▶ [CONSIGNE A]: Recopiez à l'identique les lignes des enregistrements, de celle qui contient « Expected behaviour: the pointer locates the nose » jusqu'à la fin des enregistrements.

Avec les marins

L’association Nantes Port Accueil perpétue une longue tradition d’accueil, d’écoute et de service auprès des marins des marines marchandes du monde qui font escale à Nantes.

L’escale peut être un moyen pour certains de ces marins de sortir de cet isolement pour joindre leurs familles par téléphone ou par e-mail ou par une conversation avec quelqu’un extérieur au bord.
C’est un moyen de rompre cet isolement que propose l’association.

On ne croise pas souvent de marins dans les villes portuaires.

Les ports sauf exception sont loin des centres des villes, et il n’est pas si facile pour les marins de s’y rendre pour faire leurs courses, respirer un air différent, visiter.

Si les marins ne sont pas dans l’extrême pauvreté, ils sont parfois dans la solitude. Ils choisissent d’être expatriés pour avoir une meilleur vie chez eux, embarquent pour de longues périodes en changeant de port

Ils n’ont pas accès à internet dans les bateaux pour communiquer avec leurs familles.

Selon une convention internationale, la convention de l’OIT sur les conditions de travail des marins, les gouvernements prennent en charge les marins dans les ports pour leur donner des moyens de communication, des informations, des possibilités de liens sociaux. C’est ainsi qu’il existe des foyers , les « sea mens’club » dans les ports.

▶ [CONSIGNE B]: Prolongez le texte sur l'accueil des marins à Nantes à partir de sa dernière phrase.

(Entrées du jeu de données)
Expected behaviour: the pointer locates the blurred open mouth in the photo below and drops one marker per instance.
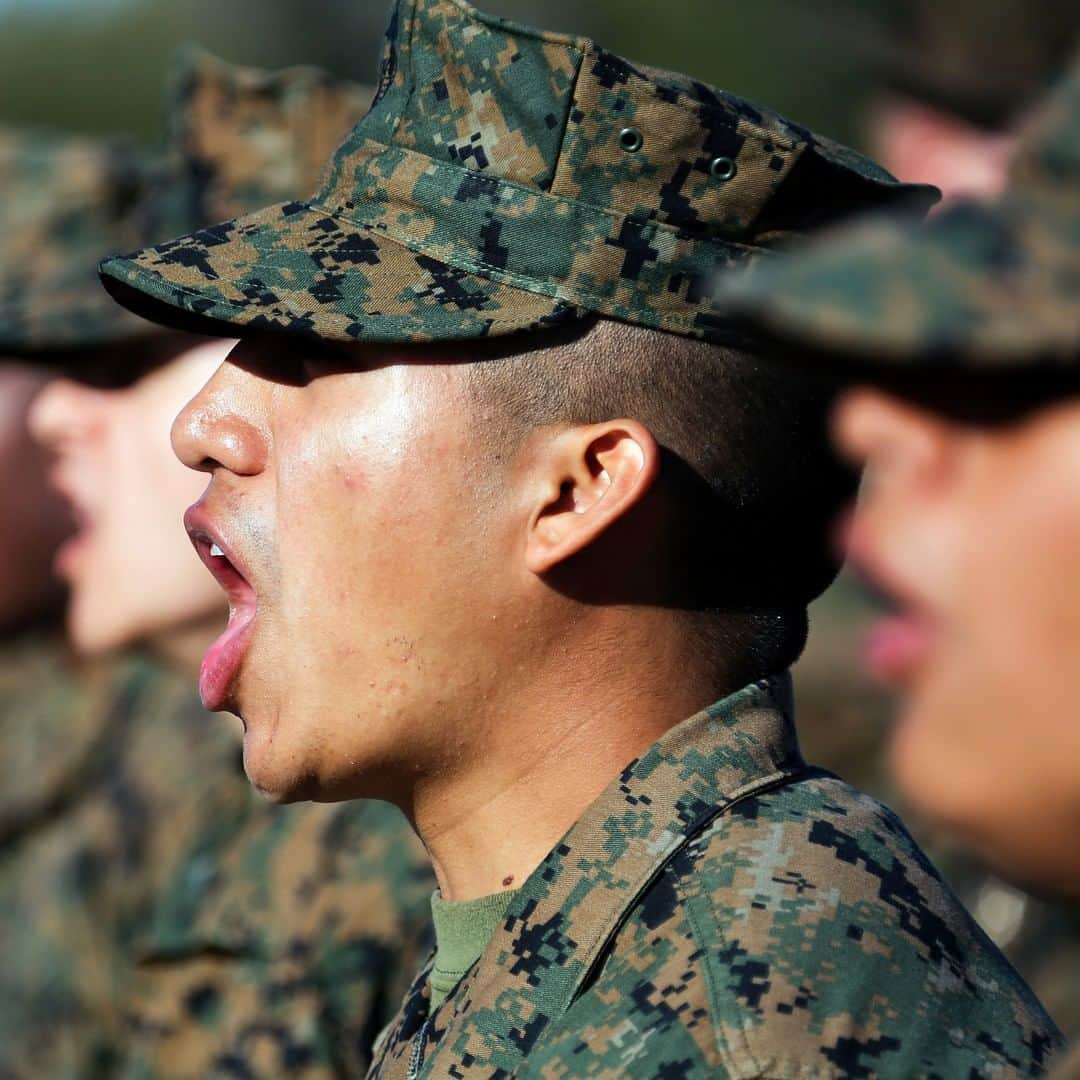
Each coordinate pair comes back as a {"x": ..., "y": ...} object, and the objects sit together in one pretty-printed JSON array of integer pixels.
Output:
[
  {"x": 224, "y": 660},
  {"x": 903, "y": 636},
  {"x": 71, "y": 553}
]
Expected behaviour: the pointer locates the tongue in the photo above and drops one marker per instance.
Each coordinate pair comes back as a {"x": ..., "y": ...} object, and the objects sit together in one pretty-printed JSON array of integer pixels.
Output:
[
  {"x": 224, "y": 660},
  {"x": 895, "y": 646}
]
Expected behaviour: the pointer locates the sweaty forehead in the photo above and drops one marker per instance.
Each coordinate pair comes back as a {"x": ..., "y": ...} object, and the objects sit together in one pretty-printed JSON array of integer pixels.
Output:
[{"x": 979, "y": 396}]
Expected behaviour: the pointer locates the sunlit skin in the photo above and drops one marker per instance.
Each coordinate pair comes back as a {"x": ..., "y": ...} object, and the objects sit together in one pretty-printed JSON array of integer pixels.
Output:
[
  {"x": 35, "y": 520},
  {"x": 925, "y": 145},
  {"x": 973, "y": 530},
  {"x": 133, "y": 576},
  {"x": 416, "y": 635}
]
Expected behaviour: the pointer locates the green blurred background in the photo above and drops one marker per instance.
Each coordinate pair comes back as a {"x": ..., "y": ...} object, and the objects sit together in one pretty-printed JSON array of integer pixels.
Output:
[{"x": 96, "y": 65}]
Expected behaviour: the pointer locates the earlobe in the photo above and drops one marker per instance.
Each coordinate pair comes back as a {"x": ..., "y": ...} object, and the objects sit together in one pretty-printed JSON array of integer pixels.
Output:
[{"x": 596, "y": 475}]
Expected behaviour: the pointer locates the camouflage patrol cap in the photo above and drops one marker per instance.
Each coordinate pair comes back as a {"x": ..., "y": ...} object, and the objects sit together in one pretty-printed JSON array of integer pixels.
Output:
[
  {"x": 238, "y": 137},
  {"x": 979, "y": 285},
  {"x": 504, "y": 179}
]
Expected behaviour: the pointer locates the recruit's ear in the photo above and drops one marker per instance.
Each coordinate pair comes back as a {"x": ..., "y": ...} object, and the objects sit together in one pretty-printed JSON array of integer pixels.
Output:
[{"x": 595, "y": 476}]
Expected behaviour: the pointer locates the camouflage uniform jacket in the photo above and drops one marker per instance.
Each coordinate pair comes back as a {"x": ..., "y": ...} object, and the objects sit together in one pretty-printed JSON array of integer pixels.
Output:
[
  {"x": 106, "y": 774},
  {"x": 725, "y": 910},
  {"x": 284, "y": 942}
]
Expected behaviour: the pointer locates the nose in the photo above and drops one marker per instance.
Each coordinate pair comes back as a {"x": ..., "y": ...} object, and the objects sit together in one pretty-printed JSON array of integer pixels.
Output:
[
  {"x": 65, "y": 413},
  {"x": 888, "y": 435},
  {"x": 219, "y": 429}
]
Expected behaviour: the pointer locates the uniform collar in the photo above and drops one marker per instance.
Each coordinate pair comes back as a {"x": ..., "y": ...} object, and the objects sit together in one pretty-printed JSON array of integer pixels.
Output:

▶ [RÉPONSE RÉDIGÉE A]:
Expected behaviour: the pointer locates the nose in the photo above and drops one marker per instance.
Each coordinate pair comes back as a {"x": ..., "y": ...} object, and the objects sit together in one pretty-printed JSON array of integer pixels.
Output:
[
  {"x": 65, "y": 413},
  {"x": 888, "y": 435},
  {"x": 219, "y": 429}
]
Expected behaviour: the pointer locates the uniform collar in the photo above and drops one marker per instance.
Each coordinate pair comes back as a {"x": ..., "y": ...} object, and the objects sit together in one pretty-printed JSON array of integer pixels.
Output:

▶ [RÉPONSE RÉDIGÉE B]:
Le centre d’accueil du port de Nantes a été fondé en 2003 par un religieux, Yves Aubron, un homme qui appartenait au monde maritime et a beaucoup œuvré pour les femmes de marins et les marins pêcheurs. Il appartenait à la mission de la mer où il était aumônier, un mouvement d’église qui accompagne le monde maritime.

Se reconnecter

Bernard Lefèvre, l’actuel président de l’association est lui-même ancien officier radio de la marine marchande. Il a navigué une dizaine d’années, puis est entré dans l’administration maritime pour s’occuper de la sécurité des navires. Il a repris le flambeau de la responsabilité de l’association après sa retraite.

Nantes Port Accueil peut compter sur une vingtaine de bénévoles travaillant par équipes pour être présents tous les jours auprès des marins.

L’association est financée  par le port qui prend en charge une part des frais d’escale et par les armateurs qui contribuent à leur bonne volonté au bien-être pour les marins dans les ports.

Au quotidien, l’association aide les marins en les accueillant dans un très modeste foyer relativement proche des quais (l’espace est partagé avec une autre association).

Bernard Lefèvre détaille les actions menées par les bénévoles : « Nous avons acheté un minibus pour les conduire en ville afin qu’ils puissent faire leurs courses, changer ou transférer de l’argent, aller dans un lieu de culte, faire autre chose, voir autre chose, se reconnecter avec l’environnement terrien.

Au foyer, ils peuvent accéder à Skype pour parler à leur famille, lire des journaux dans leur langue. Nous avons à Nantes trente nationalités différentes qui débarquent et nous essayons de trouver des bénévoles qui parlent ces langues, le russe, l’arabe, l’espagnol, et qui ont également le sens de l’ouverture à l’autre et le goût du voyage. Pour nous, la discussion avec eux c’est un grand voyage immobile.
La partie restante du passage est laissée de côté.